***** MATERIAL FOR THIS EXERCISE *****

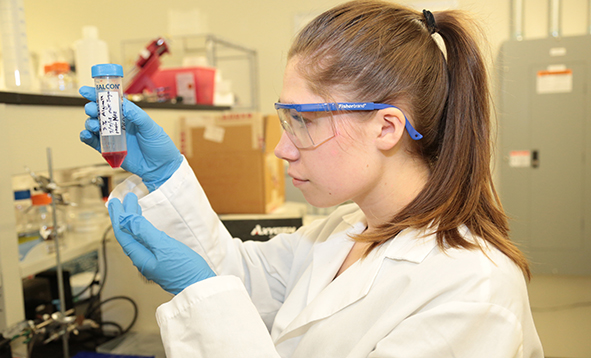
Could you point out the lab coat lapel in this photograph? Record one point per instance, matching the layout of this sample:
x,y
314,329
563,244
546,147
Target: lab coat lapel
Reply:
x,y
327,296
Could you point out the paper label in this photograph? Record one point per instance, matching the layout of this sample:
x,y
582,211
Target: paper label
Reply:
x,y
109,113
555,80
214,134
520,159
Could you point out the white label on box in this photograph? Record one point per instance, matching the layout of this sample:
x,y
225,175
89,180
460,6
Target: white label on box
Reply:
x,y
185,87
558,51
520,159
555,80
214,134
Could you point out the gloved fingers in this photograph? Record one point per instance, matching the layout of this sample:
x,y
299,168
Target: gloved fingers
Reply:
x,y
90,139
134,114
88,92
91,109
139,255
92,125
131,205
126,240
143,231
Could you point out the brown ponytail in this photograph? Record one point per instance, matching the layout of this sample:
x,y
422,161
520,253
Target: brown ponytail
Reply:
x,y
381,52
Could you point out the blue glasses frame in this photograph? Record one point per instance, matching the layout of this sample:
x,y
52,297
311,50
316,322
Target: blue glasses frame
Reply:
x,y
348,106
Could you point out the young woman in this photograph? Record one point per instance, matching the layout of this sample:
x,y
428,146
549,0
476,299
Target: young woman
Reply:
x,y
420,265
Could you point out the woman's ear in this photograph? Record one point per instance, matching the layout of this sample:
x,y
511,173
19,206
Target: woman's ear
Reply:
x,y
390,123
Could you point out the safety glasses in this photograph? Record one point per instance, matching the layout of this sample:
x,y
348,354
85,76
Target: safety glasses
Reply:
x,y
309,125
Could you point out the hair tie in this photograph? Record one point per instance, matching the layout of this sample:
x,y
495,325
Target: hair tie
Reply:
x,y
431,25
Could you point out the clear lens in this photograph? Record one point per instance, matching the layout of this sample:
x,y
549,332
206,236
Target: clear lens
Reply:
x,y
306,129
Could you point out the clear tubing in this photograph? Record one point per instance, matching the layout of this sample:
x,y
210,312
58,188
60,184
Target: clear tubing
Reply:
x,y
109,97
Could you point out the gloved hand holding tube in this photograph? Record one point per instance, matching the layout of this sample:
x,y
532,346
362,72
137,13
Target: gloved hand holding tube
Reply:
x,y
151,154
160,258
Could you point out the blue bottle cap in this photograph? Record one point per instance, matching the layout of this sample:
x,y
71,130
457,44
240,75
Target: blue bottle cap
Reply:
x,y
22,194
107,69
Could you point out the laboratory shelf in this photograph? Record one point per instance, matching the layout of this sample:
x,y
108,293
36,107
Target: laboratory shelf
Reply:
x,y
77,244
48,100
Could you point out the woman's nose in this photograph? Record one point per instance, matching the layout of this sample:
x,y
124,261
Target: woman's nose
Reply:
x,y
286,150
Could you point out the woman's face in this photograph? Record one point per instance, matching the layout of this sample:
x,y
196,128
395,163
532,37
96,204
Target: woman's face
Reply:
x,y
341,168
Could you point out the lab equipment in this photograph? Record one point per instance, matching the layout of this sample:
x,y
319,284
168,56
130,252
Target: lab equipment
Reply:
x,y
43,216
89,51
139,78
58,79
164,156
15,51
109,97
160,258
22,206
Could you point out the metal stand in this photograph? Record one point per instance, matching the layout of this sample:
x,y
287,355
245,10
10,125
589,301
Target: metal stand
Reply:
x,y
54,235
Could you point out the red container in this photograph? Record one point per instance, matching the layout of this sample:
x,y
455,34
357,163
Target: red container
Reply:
x,y
194,84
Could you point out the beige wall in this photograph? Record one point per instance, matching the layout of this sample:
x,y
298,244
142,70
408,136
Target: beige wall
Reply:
x,y
267,26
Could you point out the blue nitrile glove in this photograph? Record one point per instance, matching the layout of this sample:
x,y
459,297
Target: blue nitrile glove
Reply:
x,y
160,258
151,154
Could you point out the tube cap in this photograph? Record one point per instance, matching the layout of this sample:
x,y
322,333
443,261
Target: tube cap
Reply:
x,y
41,199
107,69
22,194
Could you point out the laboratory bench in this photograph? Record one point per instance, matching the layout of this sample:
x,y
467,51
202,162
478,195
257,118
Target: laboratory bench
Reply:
x,y
29,125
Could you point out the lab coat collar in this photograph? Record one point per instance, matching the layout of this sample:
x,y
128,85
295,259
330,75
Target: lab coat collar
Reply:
x,y
411,245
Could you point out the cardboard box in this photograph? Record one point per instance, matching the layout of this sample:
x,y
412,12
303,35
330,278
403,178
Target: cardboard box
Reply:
x,y
232,156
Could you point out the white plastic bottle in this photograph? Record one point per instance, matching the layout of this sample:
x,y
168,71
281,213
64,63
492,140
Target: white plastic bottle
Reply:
x,y
18,72
89,51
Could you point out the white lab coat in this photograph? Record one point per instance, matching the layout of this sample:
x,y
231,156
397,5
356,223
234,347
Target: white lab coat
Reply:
x,y
280,299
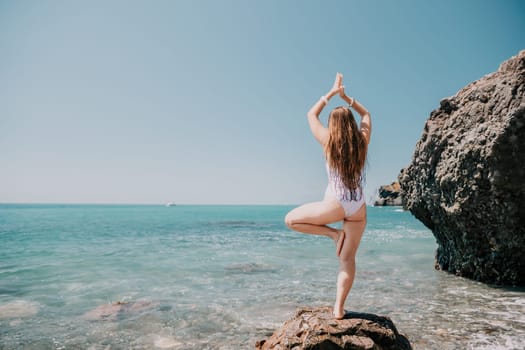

*****

ABOUT THIS EXERCISE:
Copy the records exactly as they appear, leaving every picture out.

FINISHED TASK:
Could you point out the lab coat lapel in this photograph? Record one point per instance, matching the layout of this sample:
x,y
314,329
563,244
546,147
Target: lab coat lapel
Reply:
x,y
327,296
Could you point out the paper label in this photograph? Record one point per instance, matching the layout of this sample:
x,y
582,211
Target: paper label
Reply:
x,y
109,113
555,80
214,134
520,159
Could you point out the white label on box in this photograph? Record one point per instance, matching the layout of this sample:
x,y
225,175
89,180
460,6
Target: white label on box
Reply:
x,y
185,87
558,51
520,159
555,80
214,134
Could you point out the gloved fingers in this photograph? Record one point per instance, matching the layout of this sample:
x,y
299,168
Target: gloved fingers
Reply:
x,y
90,139
134,114
88,92
91,109
139,255
92,125
131,205
126,240
143,231
Could you point out the brown ponytail in this photograph? Record one point per instance, matching the layout of this sample:
x,y
422,161
520,253
Target: brown ponytail
Reply:
x,y
381,52
Could you point out the blue glasses frame in this photograph? Record one point per instance, matching the layout of this sample:
x,y
52,297
311,50
316,322
Target: blue glasses frame
Reply:
x,y
348,106
Could you point out the young woman in this photograph? Record one point per instance, matching the layout of this sample:
x,y
428,146
549,0
476,299
Target: young woman
Reply:
x,y
420,265
Could you point out the woman's ear in this photograph? Record one point per instance, matching the layout of this sample:
x,y
511,173
19,206
Target: woman's ear
Reply:
x,y
390,123
Could you point out the safety glasses in this photograph? Record one point per instance, matching the layout of this sample:
x,y
348,354
85,76
Target: safety glasses
Reply:
x,y
309,125
Could you point out the hair tie in this photograph? Record one point per instance, matching the layout of this sample:
x,y
495,325
Target: hair tie
Reply:
x,y
431,25
Could you point out the clear lens in this photograph? Record one point per instance, matching the layout of this sample:
x,y
549,332
206,236
Target: clear lens
Reply:
x,y
306,129
Could you point out the clear tubing in this photograph? Record one point per instance, matching the layout of this sample:
x,y
210,312
58,188
60,184
Target: clear tubing
Reply:
x,y
109,97
Could you point out the gloved hand holding tube in this photograph? Record one point per instance, matching the layout of this sample:
x,y
532,346
362,72
137,13
Target: gloved hand holding tube
Reply:
x,y
151,154
160,258
Could you point out the blue bottle cap in this photograph? Record one point per instance, matching the layout of this sample:
x,y
71,130
457,44
240,75
Target: blue bottle cap
Reply:
x,y
22,194
107,69
Could you point out the laboratory shelf in this photograph? Record one point per instance, matching the layout of this sample:
x,y
108,293
36,107
Target: laboratory shelf
Reply:
x,y
77,244
48,100
Could you point out the woman's nose in this photograph? Record one point per instance, matching the layout of this sample:
x,y
124,261
Target: woman's nose
Reply:
x,y
286,150
Could you point out the woman's face in this photograph? Record one point per instance, matching the layout of this sample:
x,y
196,128
395,163
532,37
96,204
Target: woman's face
Reply:
x,y
341,168
Could you point out the lab equipment in this photograph? Record one point per instance, matching the layout of this sample:
x,y
319,284
168,56
130,252
Target: lab equipment
Reply:
x,y
43,216
89,51
139,78
58,79
164,156
15,51
109,97
160,258
22,206
Could you point out the metal stand in this photograph? Record one point per instance, matching the layout of this sample:
x,y
287,355
245,10
10,125
589,301
Target: metal stand
Reply:
x,y
54,235
Could you point out the red container in this photograph? Record one point per instance, matching the layout of this sample:
x,y
455,34
357,163
Target: red container
Reply:
x,y
194,84
Could you point out the beige wall in this photograph? Record one point per instance, matching the layout of this sample:
x,y
298,244
142,70
408,136
Target: beige wall
Reply:
x,y
267,26
Could you point out the blue nitrile glove in this photograph? Record one point per instance, matching the layout of this sample:
x,y
459,297
Target: blue nitrile glove
Reply:
x,y
160,258
151,154
Could you point out the tube cap in this photograph? Record one point per instance, matching the layout of this sample:
x,y
322,333
443,261
Target: tube cap
Reply:
x,y
41,199
107,69
22,194
Could you point out the laboratory bench in this photograph? Record one point per instance, matching the layout of this sample:
x,y
467,51
202,162
478,195
257,118
Target: laboratory bench
Reply:
x,y
29,125
Could you point out the lab coat collar in this photograph? Record one point per instance, matching the layout of this sample:
x,y
128,85
295,259
330,75
Target: lab coat collar
Reply:
x,y
411,245
Could you point out the cardboard box in this photograph? Record one point per instance, matching the layout of this sample:
x,y
412,12
303,35
330,278
403,178
Target: cardboard box
Reply:
x,y
232,156
Could you point out the white plastic bottle in this photograph? Record one point per instance, matching the layout of this sample:
x,y
168,71
281,213
64,63
492,140
Target: white plastic bottle
Reply:
x,y
18,72
89,51
Could you point out the white lab coat in this photograph? Record one point per instance, matching the layout of this sample:
x,y
231,156
397,5
356,223
234,347
Target: white lab coat
Reply:
x,y
280,299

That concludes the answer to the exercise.